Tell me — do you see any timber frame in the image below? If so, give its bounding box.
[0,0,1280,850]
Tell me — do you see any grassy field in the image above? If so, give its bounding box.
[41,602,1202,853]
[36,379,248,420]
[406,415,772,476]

__SET PROBLEM__:
Please rewrite all the rows above, putting "enclosing box" in place of every "bounding box" and leaving everything else unchanged.

__THE ANSWER__:
Tell me — do you see any timber frame in the image below? If so, give its enclosing box.
[0,0,1280,850]
Tell me — do you see any grassy field in the image above? If so, give its enclosing box.
[41,602,1202,853]
[36,379,248,420]
[406,415,772,476]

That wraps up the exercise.